• DIRECTION
Repeat every record below exactly as written.

• INFORMATION GIVEN
§
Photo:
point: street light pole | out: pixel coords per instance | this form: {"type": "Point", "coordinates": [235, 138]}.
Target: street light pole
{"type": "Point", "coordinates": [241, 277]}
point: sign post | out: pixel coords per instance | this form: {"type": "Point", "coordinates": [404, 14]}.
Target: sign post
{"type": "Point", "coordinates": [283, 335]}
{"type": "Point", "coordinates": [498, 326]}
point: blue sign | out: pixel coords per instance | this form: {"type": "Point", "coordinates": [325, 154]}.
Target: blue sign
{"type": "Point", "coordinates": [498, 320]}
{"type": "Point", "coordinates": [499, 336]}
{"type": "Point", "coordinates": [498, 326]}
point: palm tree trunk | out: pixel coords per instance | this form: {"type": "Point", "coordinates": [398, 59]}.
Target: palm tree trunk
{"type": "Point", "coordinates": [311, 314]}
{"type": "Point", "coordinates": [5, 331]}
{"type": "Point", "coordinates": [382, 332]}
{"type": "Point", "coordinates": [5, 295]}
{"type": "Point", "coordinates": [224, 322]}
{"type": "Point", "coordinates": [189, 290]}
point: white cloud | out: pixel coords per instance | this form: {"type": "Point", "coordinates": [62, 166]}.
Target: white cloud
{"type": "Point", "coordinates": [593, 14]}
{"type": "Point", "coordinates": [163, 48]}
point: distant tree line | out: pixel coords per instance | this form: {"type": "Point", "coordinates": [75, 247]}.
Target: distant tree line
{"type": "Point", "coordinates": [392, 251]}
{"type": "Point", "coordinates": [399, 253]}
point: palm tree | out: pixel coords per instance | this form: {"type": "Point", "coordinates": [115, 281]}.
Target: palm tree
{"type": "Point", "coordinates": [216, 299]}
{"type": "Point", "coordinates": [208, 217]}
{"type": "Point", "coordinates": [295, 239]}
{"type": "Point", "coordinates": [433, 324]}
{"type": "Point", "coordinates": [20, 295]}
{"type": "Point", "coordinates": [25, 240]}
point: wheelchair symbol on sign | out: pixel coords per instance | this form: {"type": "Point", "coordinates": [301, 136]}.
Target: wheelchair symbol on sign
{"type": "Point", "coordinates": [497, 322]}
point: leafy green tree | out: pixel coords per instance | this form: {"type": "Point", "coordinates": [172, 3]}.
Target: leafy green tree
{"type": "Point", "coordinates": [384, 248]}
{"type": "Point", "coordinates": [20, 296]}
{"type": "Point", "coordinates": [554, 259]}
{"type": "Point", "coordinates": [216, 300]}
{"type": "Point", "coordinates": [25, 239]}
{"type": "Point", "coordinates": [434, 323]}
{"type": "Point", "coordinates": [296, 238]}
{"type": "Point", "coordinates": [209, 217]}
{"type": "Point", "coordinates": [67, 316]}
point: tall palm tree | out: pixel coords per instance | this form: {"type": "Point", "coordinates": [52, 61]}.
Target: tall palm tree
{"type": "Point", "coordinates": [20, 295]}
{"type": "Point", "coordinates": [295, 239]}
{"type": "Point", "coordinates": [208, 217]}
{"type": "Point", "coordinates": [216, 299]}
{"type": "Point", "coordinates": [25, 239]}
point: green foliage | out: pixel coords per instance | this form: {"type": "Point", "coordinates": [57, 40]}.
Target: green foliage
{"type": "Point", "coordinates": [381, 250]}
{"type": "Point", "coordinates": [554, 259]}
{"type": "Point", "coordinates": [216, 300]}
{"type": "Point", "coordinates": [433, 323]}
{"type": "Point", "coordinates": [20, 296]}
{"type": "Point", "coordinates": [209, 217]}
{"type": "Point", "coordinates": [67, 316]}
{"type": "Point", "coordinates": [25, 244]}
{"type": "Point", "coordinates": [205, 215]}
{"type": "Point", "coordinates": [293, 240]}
§
• EXPECTED ANSWER
Photo:
point: street light pole | out: pixel coords per instance | this form: {"type": "Point", "coordinates": [235, 138]}.
Target: street light pole
{"type": "Point", "coordinates": [241, 277]}
point: sign post | out: pixel coords per instance | this form: {"type": "Point", "coordinates": [404, 14]}.
Target: sign post
{"type": "Point", "coordinates": [283, 335]}
{"type": "Point", "coordinates": [498, 326]}
point: blue sign | out: pixel coords per instance | this form: {"type": "Point", "coordinates": [325, 154]}.
Target: blue sign
{"type": "Point", "coordinates": [498, 320]}
{"type": "Point", "coordinates": [499, 336]}
{"type": "Point", "coordinates": [498, 326]}
point: palm tree trunk | out: pixel coords per instance | this form: {"type": "Point", "coordinates": [398, 59]}.
Target: palm tree trunk
{"type": "Point", "coordinates": [311, 314]}
{"type": "Point", "coordinates": [5, 331]}
{"type": "Point", "coordinates": [382, 332]}
{"type": "Point", "coordinates": [5, 295]}
{"type": "Point", "coordinates": [224, 322]}
{"type": "Point", "coordinates": [189, 290]}
point: white cloud | out: pixel coords per instance | this form: {"type": "Point", "coordinates": [62, 166]}.
Target: white cloud
{"type": "Point", "coordinates": [593, 14]}
{"type": "Point", "coordinates": [163, 48]}
point: distant tree line | out: pixel coords per instance | this form: {"type": "Point", "coordinates": [75, 247]}.
Target: distant tree line
{"type": "Point", "coordinates": [392, 251]}
{"type": "Point", "coordinates": [399, 253]}
point: palm tree | out: pixel coords per instance | this form: {"type": "Point", "coordinates": [115, 281]}.
Target: palm tree
{"type": "Point", "coordinates": [216, 299]}
{"type": "Point", "coordinates": [208, 217]}
{"type": "Point", "coordinates": [295, 239]}
{"type": "Point", "coordinates": [433, 324]}
{"type": "Point", "coordinates": [20, 295]}
{"type": "Point", "coordinates": [25, 240]}
point: wheelchair symbol on sign | out: pixel coords per instance | this form: {"type": "Point", "coordinates": [301, 136]}.
Target: wheelchair symbol on sign
{"type": "Point", "coordinates": [497, 322]}
point: leafy green tree | out: pixel coords per instance | this form: {"type": "Point", "coordinates": [172, 3]}.
Target: leafy green tree
{"type": "Point", "coordinates": [384, 248]}
{"type": "Point", "coordinates": [20, 296]}
{"type": "Point", "coordinates": [554, 259]}
{"type": "Point", "coordinates": [216, 300]}
{"type": "Point", "coordinates": [25, 239]}
{"type": "Point", "coordinates": [434, 323]}
{"type": "Point", "coordinates": [296, 238]}
{"type": "Point", "coordinates": [209, 217]}
{"type": "Point", "coordinates": [67, 316]}
point: tall palm tree | out: pixel coords per instance | this form: {"type": "Point", "coordinates": [52, 61]}.
Target: tall palm tree
{"type": "Point", "coordinates": [20, 295]}
{"type": "Point", "coordinates": [295, 239]}
{"type": "Point", "coordinates": [208, 217]}
{"type": "Point", "coordinates": [216, 299]}
{"type": "Point", "coordinates": [25, 239]}
point: green foliage | out: pixel coords per instance | this form: {"type": "Point", "coordinates": [57, 40]}.
Target: green foliage
{"type": "Point", "coordinates": [381, 250]}
{"type": "Point", "coordinates": [554, 259]}
{"type": "Point", "coordinates": [216, 300]}
{"type": "Point", "coordinates": [433, 323]}
{"type": "Point", "coordinates": [20, 296]}
{"type": "Point", "coordinates": [209, 217]}
{"type": "Point", "coordinates": [67, 316]}
{"type": "Point", "coordinates": [25, 244]}
{"type": "Point", "coordinates": [205, 215]}
{"type": "Point", "coordinates": [293, 240]}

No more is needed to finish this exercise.